==== ИСХОДНЫЕ ДАННЫЕ

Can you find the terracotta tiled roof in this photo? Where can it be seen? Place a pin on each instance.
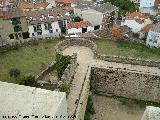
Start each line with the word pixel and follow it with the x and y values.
pixel 146 28
pixel 1 13
pixel 13 12
pixel 25 5
pixel 78 24
pixel 157 2
pixel 137 16
pixel 68 8
pixel 64 1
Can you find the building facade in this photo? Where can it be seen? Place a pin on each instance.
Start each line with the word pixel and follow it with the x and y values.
pixel 99 15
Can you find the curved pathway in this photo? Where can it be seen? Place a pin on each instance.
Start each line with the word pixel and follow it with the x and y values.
pixel 85 58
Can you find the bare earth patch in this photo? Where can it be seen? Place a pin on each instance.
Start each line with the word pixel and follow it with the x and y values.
pixel 108 108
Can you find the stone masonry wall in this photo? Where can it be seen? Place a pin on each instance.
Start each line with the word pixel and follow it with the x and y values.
pixel 129 84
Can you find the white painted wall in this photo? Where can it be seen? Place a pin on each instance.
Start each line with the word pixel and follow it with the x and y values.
pixel 45 33
pixel 146 3
pixel 153 39
pixel 94 17
pixel 79 30
pixel 74 30
pixel 135 26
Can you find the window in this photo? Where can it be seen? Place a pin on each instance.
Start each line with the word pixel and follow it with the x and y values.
pixel 50 31
pixel 15 21
pixel 39 27
pixel 17 28
pixel 35 28
pixel 46 26
pixel 49 26
pixel 39 33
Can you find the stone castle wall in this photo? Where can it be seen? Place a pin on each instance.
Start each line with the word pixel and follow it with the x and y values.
pixel 125 83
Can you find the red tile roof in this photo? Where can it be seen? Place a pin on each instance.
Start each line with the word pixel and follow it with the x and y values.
pixel 78 24
pixel 146 28
pixel 137 16
pixel 1 13
pixel 64 1
pixel 157 2
pixel 68 8
pixel 13 12
pixel 49 15
pixel 25 5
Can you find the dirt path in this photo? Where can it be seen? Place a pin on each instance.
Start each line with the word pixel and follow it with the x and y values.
pixel 85 58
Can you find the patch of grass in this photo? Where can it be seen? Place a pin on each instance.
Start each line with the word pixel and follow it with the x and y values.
pixel 128 49
pixel 27 59
pixel 89 108
pixel 64 88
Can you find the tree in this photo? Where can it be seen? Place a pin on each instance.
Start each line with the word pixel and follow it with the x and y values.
pixel 124 6
pixel 78 19
pixel 61 64
pixel 14 72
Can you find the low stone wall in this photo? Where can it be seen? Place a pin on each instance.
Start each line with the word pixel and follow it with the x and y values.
pixel 127 60
pixel 15 44
pixel 119 59
pixel 83 97
pixel 125 83
pixel 50 68
pixel 78 42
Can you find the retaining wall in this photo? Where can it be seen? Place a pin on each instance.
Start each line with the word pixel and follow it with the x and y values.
pixel 119 59
pixel 129 84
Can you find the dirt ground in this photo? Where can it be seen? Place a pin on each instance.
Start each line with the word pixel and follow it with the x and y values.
pixel 108 108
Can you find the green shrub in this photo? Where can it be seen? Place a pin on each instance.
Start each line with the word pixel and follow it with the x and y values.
pixel 78 19
pixel 30 80
pixel 89 108
pixel 14 72
pixel 61 64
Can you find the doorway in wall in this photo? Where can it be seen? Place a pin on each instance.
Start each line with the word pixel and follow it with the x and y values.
pixel 97 27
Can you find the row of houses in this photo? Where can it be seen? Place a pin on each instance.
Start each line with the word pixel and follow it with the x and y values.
pixel 142 25
pixel 52 19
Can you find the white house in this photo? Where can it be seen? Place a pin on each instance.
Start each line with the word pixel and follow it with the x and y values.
pixel 47 23
pixel 20 102
pixel 79 27
pixel 149 6
pixel 136 21
pixel 50 29
pixel 153 38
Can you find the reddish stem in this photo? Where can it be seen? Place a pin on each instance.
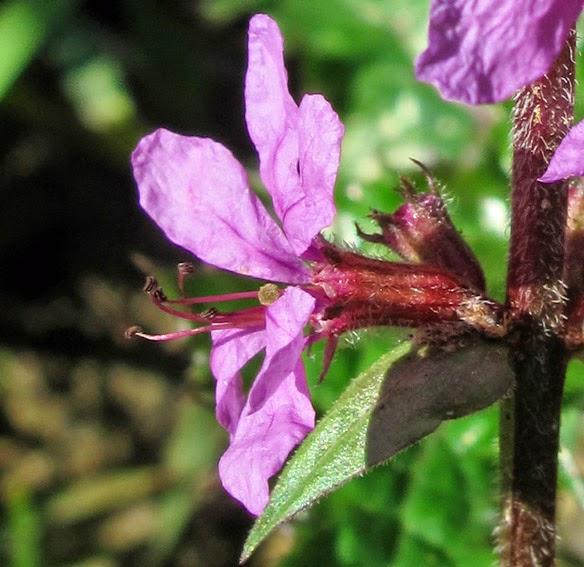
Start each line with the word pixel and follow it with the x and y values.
pixel 536 299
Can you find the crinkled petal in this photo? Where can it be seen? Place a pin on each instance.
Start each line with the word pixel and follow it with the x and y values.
pixel 568 159
pixel 271 114
pixel 298 147
pixel 264 440
pixel 278 413
pixel 285 322
pixel 483 51
pixel 320 136
pixel 197 192
pixel 232 349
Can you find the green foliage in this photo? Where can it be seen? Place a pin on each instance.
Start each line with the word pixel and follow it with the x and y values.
pixel 109 449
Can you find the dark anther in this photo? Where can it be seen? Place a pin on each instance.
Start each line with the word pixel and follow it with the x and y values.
pixel 184 270
pixel 376 238
pixel 153 290
pixel 131 332
pixel 429 177
pixel 209 313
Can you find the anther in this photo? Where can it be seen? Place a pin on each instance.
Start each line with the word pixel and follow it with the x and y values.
pixel 131 332
pixel 209 313
pixel 429 177
pixel 375 238
pixel 184 270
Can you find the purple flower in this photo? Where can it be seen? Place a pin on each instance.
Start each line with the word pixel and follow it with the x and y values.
pixel 483 51
pixel 198 193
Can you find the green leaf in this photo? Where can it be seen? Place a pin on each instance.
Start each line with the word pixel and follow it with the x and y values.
pixel 24 27
pixel 331 455
pixel 399 400
pixel 24 528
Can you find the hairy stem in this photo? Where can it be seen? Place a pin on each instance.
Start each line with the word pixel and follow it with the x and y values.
pixel 530 420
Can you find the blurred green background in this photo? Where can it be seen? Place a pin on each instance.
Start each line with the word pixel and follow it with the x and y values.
pixel 108 447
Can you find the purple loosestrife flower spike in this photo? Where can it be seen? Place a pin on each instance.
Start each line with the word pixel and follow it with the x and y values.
pixel 568 159
pixel 483 51
pixel 198 193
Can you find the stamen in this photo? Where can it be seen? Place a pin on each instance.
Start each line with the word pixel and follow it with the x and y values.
pixel 214 298
pixel 137 332
pixel 209 313
pixel 184 270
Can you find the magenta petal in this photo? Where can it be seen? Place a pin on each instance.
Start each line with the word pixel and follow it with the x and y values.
pixel 568 159
pixel 264 440
pixel 232 349
pixel 278 413
pixel 484 51
pixel 271 114
pixel 320 136
pixel 198 193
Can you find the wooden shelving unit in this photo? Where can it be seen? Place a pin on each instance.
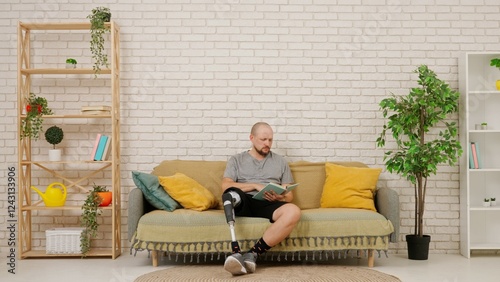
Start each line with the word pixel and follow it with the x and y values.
pixel 25 158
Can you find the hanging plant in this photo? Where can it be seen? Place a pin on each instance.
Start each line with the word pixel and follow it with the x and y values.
pixel 98 17
pixel 89 217
pixel 36 107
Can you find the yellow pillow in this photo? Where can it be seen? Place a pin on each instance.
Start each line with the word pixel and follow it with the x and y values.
pixel 349 187
pixel 189 193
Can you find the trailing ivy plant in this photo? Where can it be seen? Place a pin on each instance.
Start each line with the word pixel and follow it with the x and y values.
pixel 54 135
pixel 410 118
pixel 89 217
pixel 98 17
pixel 36 107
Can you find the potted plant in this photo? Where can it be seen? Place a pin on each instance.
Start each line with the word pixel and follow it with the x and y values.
pixel 486 202
pixel 495 62
pixel 54 135
pixel 418 153
pixel 89 217
pixel 98 17
pixel 71 63
pixel 31 125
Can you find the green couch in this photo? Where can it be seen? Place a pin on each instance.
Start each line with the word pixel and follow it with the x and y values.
pixel 321 233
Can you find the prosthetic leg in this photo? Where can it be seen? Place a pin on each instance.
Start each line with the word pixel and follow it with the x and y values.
pixel 229 199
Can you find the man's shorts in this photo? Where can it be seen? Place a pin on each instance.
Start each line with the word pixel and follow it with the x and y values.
pixel 255 208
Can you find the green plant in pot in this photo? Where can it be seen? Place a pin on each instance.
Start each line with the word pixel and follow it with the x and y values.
pixel 54 135
pixel 31 125
pixel 496 63
pixel 71 63
pixel 98 18
pixel 419 150
pixel 89 216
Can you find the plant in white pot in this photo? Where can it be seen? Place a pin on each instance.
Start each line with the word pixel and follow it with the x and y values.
pixel 419 150
pixel 54 135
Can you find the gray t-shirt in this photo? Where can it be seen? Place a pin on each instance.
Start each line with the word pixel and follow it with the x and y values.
pixel 244 168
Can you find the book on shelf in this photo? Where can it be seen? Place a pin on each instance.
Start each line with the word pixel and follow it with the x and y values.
pixel 96 108
pixel 107 150
pixel 476 158
pixel 94 148
pixel 100 148
pixel 96 112
pixel 278 189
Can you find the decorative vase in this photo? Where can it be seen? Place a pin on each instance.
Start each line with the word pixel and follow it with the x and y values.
pixel 55 155
pixel 105 198
pixel 418 247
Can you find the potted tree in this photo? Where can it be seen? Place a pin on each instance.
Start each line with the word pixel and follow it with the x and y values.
pixel 419 151
pixel 89 217
pixel 54 135
pixel 98 18
pixel 31 125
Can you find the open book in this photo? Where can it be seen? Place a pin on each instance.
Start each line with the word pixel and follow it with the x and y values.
pixel 278 189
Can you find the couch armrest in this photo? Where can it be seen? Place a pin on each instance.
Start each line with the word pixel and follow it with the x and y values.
pixel 135 210
pixel 387 202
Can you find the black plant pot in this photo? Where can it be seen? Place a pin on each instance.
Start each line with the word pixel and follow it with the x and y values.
pixel 418 247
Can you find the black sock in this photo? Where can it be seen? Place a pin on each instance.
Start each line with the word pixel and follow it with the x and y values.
pixel 260 247
pixel 235 247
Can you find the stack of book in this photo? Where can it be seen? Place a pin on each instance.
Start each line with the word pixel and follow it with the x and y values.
pixel 102 148
pixel 96 110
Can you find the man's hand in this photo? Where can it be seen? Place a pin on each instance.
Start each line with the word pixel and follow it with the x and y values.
pixel 271 196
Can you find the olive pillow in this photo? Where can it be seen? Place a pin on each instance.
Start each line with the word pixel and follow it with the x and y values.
pixel 349 187
pixel 188 192
pixel 153 192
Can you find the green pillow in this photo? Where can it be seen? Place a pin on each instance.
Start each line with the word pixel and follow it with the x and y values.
pixel 154 192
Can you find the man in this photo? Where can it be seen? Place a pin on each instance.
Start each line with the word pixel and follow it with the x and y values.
pixel 246 174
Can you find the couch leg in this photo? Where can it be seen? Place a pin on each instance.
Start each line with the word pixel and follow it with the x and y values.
pixel 371 258
pixel 154 258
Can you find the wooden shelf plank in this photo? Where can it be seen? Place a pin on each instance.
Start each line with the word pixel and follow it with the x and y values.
pixel 58 26
pixel 31 208
pixel 63 71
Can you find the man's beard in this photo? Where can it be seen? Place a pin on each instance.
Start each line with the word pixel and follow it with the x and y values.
pixel 261 152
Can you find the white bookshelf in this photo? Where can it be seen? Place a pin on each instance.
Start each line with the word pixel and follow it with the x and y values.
pixel 479 102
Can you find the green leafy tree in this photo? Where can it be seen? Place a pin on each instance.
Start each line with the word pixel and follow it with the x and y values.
pixel 410 119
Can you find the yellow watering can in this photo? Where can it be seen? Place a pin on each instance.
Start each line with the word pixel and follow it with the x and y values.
pixel 54 196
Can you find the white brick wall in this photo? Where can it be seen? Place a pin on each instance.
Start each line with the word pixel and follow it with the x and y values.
pixel 195 77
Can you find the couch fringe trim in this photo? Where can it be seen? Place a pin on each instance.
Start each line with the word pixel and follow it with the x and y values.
pixel 204 251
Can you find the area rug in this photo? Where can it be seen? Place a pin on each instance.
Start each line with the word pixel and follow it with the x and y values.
pixel 269 273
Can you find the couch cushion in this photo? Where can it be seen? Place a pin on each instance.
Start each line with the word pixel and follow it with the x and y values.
pixel 311 177
pixel 153 192
pixel 188 192
pixel 207 173
pixel 349 187
pixel 188 231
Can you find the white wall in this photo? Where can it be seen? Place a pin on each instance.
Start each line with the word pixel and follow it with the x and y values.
pixel 197 74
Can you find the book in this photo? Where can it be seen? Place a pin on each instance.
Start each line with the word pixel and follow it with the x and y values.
pixel 107 149
pixel 278 189
pixel 100 148
pixel 474 155
pixel 96 108
pixel 94 149
pixel 96 112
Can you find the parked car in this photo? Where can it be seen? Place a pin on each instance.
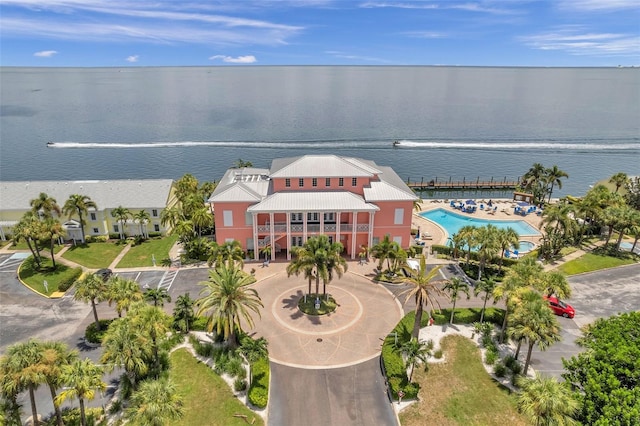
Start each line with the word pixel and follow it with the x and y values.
pixel 559 307
pixel 105 274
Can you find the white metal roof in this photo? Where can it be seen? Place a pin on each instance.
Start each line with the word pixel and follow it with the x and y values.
pixel 319 166
pixel 318 201
pixel 107 194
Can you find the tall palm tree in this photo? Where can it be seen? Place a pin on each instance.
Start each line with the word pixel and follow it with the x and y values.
pixel 183 311
pixel 24 367
pixel 619 180
pixel 415 351
pixel 152 322
pixel 55 356
pixel 454 288
pixel 547 402
pixel 157 296
pixel 422 289
pixel 505 239
pixel 125 347
pixel 156 403
pixel 123 292
pixel 91 289
pixel 552 178
pixel 534 321
pixel 227 299
pixel 52 232
pixel 83 378
pixel 79 204
pixel 142 217
pixel 121 215
pixel 46 205
pixel 486 285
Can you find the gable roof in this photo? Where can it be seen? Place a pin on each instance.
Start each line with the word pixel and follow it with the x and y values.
pixel 107 194
pixel 319 166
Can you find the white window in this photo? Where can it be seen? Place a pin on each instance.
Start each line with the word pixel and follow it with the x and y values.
pixel 398 219
pixel 227 218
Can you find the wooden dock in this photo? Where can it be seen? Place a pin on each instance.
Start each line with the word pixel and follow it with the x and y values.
pixel 474 184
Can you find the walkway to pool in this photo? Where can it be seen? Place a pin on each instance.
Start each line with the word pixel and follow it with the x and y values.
pixel 504 211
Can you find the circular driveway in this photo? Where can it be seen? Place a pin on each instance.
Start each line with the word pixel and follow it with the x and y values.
pixel 366 313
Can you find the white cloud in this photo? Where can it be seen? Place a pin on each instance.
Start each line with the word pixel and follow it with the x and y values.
pixel 248 59
pixel 46 53
pixel 577 42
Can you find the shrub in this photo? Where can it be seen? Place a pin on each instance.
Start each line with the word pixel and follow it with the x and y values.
pixel 92 335
pixel 239 385
pixel 259 390
pixel 66 284
pixel 490 357
pixel 499 370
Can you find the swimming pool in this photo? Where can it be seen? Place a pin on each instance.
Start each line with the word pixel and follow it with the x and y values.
pixel 452 222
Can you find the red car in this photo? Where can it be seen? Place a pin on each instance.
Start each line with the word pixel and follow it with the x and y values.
pixel 559 307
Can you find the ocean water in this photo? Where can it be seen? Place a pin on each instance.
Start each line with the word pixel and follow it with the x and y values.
pixel 453 122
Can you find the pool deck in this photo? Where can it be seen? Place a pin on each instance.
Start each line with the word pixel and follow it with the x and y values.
pixel 437 235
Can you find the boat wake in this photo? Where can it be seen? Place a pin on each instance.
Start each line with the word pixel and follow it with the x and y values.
pixel 501 145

========

Преобразуйте в CSV строки, начиная с той, где есть "Can you find the circular", и до последней включительно. Нужны два столбца, «текст» и «ответ»: каждый текст вместе с ответом к нему должен стать одной строкой CSV, каждое значение заключите в кавычки, а переносы строк внутри значения замените пробелами.

текст,ответ
"Can you find the circular driveway in this photo? Where can it be seen? Place a pin on each instance. Start each line with the word pixel and follow it with the x and y values.","pixel 366 313"
"Can you find the white cloud in this photo? Where can it be seen? Place a pin on each instance. Start each line with the word pixel and follow it with the x and y values.","pixel 248 59 pixel 46 53 pixel 577 42"
"Can you find the shrub in this photo? Where can it be seen? Place a pin on each instance. Start each line with the word pixel and follow it with the x and y values.","pixel 92 335 pixel 239 385 pixel 259 390 pixel 66 284 pixel 490 357 pixel 499 370"
"Can you find the swimming pool in this photo? Where can it be seen? Place a pin on each instance. Start each line with the word pixel and follow it with the x and y values.","pixel 452 222"
"Can you find the red car in this photo? Where can it be seen? Place a pin on each instance. Start each line with the word pixel and follow it with the x and y values.","pixel 559 307"
"Can you find the ocean water in this photo? Where can it be seen? Place a pin on each instance. Start each line with the word pixel and follow it with the x and y values.","pixel 453 122"
"Can you find the pool deck in this photo? Where can it be seen? Place a pin on each instance. Start each line with the word pixel and follow it with the x and y values.","pixel 437 235"
"Can you find the boat wake in this photo? Where can it be seen? Place a pin on each instance. Start each line with the word pixel and follow it with the x and y values.","pixel 501 145"